Rewrite the listing below as a Markdown table with two columns, No. and Line. Number each non-blank line in order and omit any blank lines.

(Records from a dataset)
[start]

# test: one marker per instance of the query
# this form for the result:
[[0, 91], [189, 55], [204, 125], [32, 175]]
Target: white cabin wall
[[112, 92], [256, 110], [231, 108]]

[end]

#### Solution to the problem:
| No. | Line |
|---|---|
| 1 | # test: one marker per instance of the query |
| 2 | # this form for the result: |
| 3 | [[0, 91], [189, 55], [204, 125], [32, 175]] |
| 4 | Target: white cabin wall |
| 5 | [[112, 92], [256, 110], [231, 108]] |